> _Study text_
++++++++++++++++++++

BOOK REVIEW: THIS VERY HUMAN INSTITUTION: A BIOGRAPHY OF THE YUGOSLAVIA TRIBUNAL, Pierre Hazan, Justice in a Time of War: The True Story Behind the International


13 Colum. J. Eur. L. 471 (2007)

Julian Davis Mortenson. Associate, Wilmer Cutler Pickering Hale and Don; Law Clerk to the Honorable David H. Souter, United States Supreme Court (2003-2004); Associate Legal Officer, Office of President Theodor Meron, International Criminal Tribunal for the former Yugoslavia (2004-2005).

Pierre Hazan, Justice in a Time of War: The True Story Behind the International Criminal Tribunal for the Former Yugoslavia, Texas A&M University Press, College Station, Texas, 2004. Pp. 272. Translated by James Thomas Snyder. Originally published as La Justice face 6 la guerre: de Nuremberg 6 La Haye, Stock, Paris, 2000.

INTRODUCTION

The International Criminal Tribunal for the former Yugoslavia (ICTY) is today a formidable institution, an administrative machine more than a thousand employees strong that occupies a giant building in The Hague, just outside the heart of the city known as the center of international law. While the ICTY was designed from the beginning to be temporary,’ these days its sheer physical presence and wheezy bureaucracy give it a sense of permanence and inevitability. Pierre Hazan, in a book that has been translated by James Thomas Snyder, systematically dismantles this image, re-situating his readers in the uncertain early days of the Tribunal and arguing that its contemporary success is the wholly contingent result of efforts by a handful of stubborn idealists.

Hazan’s book tells the Tribunal’s story mainly from the insider’s perspective of those involved in its creation and development. His account is based largely on a remarkable set of interviews with an array of leading lights at the ICTY: Antonio Cassese, M. Cherif Bassiouni, Carla Del Ponte, Louise Arbour, Richard Goldstone, Claude Jorda, and a string of other ICTY judges, prosecutorial staff, and diplomatic aides. Hazan’s connections and background as a journalist and not a legal scholar are in dazzling display throughout the book; his success in teasing out so many vivid anecdotes and providing so much personal color leaves us with an engrossing story of an institution created by reluctant decision makers who were anxious to keep it under control at every step.

The journalistic grounding that is the book’s real strength, however, also produces some unfortunate flaws. In the course of his reporting on the Balkan conflict, Hazan’s imagination was captured by a peculiar exaltation of prosecution as moral pageant, leaving him quick to castigate anyone who does not share his crusading allegiance to the criminal justice paradigm. This zeal ends up venting itself on two very different targets.

++++++++++++++++++++

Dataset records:
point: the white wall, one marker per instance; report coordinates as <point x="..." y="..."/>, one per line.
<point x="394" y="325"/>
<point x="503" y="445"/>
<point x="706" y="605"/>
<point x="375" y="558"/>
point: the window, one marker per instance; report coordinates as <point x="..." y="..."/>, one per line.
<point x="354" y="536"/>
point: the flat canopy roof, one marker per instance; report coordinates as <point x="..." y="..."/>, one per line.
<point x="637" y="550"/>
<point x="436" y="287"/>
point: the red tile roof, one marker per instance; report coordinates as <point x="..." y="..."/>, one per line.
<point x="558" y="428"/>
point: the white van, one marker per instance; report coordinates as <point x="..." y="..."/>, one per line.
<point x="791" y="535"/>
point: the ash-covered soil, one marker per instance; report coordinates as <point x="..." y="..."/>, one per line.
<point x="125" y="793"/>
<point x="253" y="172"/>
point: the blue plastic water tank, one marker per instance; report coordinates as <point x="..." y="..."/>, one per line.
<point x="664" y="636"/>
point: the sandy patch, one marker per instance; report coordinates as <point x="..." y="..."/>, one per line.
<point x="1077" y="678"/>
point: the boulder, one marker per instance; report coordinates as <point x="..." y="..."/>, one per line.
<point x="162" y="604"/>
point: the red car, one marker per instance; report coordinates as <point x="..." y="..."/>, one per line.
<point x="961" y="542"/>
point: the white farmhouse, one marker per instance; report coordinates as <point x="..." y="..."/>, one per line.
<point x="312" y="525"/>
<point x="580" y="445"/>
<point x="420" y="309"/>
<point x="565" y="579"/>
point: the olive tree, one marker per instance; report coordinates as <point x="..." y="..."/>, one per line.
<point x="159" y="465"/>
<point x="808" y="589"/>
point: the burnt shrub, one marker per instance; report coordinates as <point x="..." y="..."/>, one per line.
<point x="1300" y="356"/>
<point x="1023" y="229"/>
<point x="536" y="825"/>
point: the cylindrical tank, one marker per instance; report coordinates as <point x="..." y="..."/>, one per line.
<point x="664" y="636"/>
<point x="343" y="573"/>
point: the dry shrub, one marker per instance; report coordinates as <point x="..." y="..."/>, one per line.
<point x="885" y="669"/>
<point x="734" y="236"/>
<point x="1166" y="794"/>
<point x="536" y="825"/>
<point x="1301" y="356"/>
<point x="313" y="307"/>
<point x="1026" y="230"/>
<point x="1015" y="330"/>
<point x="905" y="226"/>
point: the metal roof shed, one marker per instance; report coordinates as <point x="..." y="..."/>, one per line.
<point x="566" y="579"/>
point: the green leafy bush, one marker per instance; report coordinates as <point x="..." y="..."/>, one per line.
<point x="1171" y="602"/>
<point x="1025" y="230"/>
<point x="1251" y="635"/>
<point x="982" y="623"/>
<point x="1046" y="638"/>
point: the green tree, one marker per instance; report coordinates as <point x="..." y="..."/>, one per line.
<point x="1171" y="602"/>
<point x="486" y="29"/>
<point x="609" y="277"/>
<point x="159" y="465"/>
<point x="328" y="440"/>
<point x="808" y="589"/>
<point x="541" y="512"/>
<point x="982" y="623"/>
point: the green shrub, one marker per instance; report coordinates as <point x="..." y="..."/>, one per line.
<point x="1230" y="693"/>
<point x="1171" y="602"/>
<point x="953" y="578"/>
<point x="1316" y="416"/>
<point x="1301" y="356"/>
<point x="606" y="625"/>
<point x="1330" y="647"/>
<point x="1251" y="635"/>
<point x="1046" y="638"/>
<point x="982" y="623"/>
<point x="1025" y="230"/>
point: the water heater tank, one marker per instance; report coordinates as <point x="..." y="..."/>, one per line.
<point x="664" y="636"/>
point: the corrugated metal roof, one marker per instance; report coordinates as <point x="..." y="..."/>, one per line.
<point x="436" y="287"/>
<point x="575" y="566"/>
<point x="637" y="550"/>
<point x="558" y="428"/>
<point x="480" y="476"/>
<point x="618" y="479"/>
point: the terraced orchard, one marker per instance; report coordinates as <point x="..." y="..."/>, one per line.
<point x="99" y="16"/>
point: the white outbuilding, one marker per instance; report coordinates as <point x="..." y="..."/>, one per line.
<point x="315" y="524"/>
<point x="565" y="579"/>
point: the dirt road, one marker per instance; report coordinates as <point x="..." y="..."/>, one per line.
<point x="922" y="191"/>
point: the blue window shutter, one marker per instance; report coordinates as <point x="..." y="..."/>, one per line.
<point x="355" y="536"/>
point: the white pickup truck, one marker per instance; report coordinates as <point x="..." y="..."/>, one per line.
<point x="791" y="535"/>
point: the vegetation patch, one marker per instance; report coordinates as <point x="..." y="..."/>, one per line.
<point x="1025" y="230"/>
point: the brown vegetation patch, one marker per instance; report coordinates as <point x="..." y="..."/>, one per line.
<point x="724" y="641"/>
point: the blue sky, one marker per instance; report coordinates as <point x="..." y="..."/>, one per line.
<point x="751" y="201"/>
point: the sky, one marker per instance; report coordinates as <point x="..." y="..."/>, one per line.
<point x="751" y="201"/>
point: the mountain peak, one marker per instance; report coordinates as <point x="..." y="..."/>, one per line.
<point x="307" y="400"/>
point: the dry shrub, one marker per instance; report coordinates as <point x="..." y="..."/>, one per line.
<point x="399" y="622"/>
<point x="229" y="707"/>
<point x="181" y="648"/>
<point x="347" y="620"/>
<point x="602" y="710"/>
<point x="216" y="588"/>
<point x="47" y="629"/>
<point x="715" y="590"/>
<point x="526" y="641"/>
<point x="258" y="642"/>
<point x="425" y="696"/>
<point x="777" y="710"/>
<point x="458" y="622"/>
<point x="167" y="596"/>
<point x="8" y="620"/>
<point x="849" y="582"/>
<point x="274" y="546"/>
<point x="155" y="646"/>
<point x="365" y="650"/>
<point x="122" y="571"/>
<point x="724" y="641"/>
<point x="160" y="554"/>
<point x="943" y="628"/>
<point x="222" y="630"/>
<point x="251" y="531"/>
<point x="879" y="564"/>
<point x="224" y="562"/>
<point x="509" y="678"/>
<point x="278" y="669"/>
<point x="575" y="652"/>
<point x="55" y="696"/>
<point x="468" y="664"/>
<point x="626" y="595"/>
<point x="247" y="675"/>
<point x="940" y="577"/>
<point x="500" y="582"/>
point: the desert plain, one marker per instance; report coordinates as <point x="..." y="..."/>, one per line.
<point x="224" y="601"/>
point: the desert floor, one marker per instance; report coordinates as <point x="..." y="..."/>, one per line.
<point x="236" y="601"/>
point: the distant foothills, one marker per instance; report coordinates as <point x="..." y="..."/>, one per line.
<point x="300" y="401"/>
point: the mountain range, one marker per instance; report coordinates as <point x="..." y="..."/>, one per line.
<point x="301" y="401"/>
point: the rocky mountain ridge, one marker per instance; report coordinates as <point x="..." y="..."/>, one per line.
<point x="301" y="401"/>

++++++++++++++++++++

> _Instructions to follow_
Answer these questions using the book review.
(a) Who translated Hazan's book?
(b) How many employees does the review say the ICTY has?
(c) What background does the review attribute to Hazan instead of that of a legal scholar?

> _Answer for the task_
(a) James Thomas Snyder
(b) More than a thousand
(c) A journalist's background